PROMPT => Your output should be the line with "Traffic-operations request: mark the miniature" plus all following lines to the end of the records, exactly as written and nothing more.
====== STUDY MATERIAL ======
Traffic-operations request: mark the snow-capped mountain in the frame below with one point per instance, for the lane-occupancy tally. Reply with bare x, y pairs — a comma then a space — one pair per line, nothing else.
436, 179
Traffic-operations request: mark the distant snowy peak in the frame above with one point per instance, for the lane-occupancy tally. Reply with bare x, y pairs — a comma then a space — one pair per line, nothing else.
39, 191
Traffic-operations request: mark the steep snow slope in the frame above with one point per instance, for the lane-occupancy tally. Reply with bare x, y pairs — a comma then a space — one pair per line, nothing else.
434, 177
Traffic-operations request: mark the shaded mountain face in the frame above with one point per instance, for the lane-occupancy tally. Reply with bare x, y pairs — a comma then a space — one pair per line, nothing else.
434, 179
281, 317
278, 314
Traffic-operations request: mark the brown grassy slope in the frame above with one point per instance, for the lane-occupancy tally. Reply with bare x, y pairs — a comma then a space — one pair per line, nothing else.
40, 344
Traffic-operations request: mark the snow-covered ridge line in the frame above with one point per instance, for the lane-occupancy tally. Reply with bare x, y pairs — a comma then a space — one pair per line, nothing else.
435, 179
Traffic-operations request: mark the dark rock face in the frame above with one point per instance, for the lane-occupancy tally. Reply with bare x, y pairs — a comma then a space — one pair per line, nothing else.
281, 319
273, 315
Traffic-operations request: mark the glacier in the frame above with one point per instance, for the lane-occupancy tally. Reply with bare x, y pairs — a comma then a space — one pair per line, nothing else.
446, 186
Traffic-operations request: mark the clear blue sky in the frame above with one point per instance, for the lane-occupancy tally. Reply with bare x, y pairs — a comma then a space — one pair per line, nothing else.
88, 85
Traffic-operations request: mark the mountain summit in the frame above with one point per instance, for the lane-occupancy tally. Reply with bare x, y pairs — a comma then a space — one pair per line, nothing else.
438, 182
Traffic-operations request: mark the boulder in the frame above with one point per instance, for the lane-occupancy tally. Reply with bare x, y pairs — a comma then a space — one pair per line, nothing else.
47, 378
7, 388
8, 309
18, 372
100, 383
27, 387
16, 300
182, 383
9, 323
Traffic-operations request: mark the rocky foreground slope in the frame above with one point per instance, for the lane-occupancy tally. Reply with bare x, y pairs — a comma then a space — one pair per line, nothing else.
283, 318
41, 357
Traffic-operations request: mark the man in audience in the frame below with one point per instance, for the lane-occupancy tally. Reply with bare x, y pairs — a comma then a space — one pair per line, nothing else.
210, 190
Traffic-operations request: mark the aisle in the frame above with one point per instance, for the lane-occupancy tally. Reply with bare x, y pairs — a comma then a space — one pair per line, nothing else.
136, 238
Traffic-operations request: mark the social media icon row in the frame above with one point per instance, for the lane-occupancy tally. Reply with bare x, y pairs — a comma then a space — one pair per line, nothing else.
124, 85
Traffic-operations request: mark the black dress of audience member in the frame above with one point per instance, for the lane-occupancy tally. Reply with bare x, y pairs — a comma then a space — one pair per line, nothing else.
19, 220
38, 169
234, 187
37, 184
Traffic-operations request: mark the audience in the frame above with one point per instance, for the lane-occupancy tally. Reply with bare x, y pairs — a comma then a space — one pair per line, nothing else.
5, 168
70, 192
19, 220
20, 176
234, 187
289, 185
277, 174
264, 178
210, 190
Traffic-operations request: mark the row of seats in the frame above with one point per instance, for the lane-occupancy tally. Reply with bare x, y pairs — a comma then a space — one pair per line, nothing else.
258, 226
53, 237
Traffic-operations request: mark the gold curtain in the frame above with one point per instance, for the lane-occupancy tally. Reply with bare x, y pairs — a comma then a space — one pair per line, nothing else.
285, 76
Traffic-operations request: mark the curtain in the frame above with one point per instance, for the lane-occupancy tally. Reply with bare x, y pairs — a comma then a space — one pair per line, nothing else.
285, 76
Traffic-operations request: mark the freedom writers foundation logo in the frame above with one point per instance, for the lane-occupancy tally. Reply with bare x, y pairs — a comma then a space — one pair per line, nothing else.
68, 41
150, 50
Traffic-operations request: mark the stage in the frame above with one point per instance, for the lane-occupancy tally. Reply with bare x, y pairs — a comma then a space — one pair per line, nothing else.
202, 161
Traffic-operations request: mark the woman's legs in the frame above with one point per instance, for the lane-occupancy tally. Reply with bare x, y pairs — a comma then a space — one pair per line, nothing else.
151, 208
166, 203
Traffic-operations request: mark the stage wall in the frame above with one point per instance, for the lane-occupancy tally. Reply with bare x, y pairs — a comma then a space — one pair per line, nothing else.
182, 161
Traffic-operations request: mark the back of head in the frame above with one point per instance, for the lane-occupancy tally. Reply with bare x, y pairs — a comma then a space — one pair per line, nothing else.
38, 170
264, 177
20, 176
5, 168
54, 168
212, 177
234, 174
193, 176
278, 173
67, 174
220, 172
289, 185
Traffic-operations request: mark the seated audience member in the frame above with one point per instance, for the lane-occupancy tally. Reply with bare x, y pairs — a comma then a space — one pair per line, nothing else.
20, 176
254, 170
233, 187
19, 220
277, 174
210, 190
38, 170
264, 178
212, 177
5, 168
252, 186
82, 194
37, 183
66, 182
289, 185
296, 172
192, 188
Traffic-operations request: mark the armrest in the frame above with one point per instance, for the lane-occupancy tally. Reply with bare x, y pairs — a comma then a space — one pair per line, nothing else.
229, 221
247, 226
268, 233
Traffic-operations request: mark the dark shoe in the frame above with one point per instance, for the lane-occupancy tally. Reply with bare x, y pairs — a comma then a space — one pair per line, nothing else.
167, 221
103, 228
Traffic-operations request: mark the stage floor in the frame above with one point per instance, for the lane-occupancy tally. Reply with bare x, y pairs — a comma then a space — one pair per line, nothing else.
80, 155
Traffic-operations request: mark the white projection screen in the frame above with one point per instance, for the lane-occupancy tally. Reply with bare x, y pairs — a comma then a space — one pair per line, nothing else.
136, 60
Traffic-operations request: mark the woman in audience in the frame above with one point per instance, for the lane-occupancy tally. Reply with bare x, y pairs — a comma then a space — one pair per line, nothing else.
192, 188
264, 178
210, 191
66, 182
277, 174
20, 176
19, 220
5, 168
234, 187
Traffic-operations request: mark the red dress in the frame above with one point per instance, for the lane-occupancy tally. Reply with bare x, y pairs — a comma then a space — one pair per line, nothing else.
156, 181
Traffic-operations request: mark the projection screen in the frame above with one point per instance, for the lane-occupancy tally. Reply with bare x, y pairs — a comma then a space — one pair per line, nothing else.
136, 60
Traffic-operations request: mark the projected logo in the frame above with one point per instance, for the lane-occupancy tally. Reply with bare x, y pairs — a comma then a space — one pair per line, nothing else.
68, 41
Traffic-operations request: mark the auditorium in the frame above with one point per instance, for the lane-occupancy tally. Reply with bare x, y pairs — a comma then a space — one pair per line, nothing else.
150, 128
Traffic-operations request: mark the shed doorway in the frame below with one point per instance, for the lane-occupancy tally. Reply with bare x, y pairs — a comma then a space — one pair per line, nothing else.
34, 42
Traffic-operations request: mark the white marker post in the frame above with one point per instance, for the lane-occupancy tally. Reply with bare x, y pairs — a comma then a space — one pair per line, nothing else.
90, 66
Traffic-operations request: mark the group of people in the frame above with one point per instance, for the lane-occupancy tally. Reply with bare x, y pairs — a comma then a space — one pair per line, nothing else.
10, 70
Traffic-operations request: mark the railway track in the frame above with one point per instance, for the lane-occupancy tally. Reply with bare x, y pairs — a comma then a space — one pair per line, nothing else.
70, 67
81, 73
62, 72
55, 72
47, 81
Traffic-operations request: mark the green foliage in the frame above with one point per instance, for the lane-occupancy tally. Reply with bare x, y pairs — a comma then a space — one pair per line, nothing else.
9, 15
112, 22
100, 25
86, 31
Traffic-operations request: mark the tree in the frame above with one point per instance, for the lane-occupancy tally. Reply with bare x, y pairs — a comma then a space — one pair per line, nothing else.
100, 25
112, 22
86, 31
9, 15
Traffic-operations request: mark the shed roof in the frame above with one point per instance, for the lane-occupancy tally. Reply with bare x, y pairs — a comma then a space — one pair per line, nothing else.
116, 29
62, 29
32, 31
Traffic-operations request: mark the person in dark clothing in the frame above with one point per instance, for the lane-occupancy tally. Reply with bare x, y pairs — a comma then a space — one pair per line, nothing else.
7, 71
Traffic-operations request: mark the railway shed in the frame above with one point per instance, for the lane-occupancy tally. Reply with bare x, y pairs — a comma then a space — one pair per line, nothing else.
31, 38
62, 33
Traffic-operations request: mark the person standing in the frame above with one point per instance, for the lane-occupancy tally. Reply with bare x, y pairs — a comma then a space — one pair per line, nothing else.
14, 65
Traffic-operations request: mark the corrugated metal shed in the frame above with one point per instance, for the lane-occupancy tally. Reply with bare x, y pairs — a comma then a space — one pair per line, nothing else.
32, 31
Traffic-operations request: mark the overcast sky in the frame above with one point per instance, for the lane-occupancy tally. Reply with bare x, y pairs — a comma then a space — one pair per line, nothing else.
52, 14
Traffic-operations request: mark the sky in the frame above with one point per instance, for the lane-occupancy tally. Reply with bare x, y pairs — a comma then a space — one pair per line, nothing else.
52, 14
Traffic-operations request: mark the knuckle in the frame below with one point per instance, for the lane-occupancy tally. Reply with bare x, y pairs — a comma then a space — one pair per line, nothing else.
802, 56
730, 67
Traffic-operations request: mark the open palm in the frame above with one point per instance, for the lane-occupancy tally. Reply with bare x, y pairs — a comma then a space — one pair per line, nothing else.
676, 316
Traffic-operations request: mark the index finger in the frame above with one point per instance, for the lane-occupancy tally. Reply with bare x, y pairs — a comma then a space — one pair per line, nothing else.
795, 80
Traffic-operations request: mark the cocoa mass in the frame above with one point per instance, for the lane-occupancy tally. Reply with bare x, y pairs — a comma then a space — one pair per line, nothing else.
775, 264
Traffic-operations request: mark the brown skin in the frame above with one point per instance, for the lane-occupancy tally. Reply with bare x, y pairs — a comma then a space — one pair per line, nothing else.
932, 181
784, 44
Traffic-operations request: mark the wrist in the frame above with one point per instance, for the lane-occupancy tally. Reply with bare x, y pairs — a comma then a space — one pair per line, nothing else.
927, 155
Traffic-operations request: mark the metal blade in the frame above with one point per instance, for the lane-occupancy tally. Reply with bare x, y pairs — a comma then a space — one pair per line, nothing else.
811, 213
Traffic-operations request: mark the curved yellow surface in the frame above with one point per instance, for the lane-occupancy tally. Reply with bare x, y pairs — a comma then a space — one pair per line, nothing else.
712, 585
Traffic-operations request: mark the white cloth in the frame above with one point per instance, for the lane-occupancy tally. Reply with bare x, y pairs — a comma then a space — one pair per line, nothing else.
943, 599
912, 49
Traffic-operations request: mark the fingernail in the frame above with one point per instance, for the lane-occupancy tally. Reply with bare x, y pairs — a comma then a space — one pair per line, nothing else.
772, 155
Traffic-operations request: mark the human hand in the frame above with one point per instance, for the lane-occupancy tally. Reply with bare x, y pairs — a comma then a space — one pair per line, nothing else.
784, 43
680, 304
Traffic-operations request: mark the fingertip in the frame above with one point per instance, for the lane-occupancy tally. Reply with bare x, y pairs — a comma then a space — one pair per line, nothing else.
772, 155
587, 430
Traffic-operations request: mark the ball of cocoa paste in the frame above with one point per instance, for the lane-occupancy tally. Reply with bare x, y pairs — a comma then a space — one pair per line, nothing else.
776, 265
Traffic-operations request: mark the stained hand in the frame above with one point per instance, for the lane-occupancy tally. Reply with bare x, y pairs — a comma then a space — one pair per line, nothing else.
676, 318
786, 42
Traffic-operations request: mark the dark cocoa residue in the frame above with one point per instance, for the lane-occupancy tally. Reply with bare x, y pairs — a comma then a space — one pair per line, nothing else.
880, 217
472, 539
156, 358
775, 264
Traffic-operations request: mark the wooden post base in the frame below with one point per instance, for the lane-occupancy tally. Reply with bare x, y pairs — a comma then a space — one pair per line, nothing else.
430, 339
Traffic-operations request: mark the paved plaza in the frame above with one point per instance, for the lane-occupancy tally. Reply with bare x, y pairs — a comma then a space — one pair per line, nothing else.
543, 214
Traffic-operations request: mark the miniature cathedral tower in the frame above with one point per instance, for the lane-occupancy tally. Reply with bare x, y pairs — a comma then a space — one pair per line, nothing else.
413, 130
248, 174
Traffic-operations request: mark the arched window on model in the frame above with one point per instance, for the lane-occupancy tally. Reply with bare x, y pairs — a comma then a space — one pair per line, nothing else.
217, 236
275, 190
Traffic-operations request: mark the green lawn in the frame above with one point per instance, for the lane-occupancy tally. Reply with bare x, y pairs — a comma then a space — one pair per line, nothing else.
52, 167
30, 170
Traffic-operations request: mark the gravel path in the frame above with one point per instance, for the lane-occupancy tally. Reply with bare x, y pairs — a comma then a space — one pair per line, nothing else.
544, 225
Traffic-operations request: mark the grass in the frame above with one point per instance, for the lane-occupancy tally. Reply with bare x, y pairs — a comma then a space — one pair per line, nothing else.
======
ANSWER BOX =>
Traffic-operations request: mark the miniature cathedral tower in the frame above with one point per instance, for the lane-occupancy tally. Reply with bare x, y pairs — a comma then a space — one pair per line, nothing else.
413, 130
248, 174
Traffic-operations request: mark the arched window on model in the frame above with one point per instance, for the lane-occupancy tally. Reply with bare x, y pairs — a comma then a space — one pair per line, nothing else.
217, 236
275, 190
Traffic-operations request: mark the green lawn in the frame above with one point per instance, for the lane-occupancy tally. Reply with bare x, y pairs — a comma then a space — one pair per line, nothing else.
52, 167
30, 170
Traffic-operations request: mark the gravel path in the frame above with one point per instance, for the lane-occupancy tally. Reply with bare x, y pairs — a comma then a space — one pair per line, nothing else.
544, 225
Traffic-operations request: mark the grass in the frame above with one point per instance, for the lane-occupancy tally. Reply with bare x, y pairs — a comma then a space — one pair per line, nothing else.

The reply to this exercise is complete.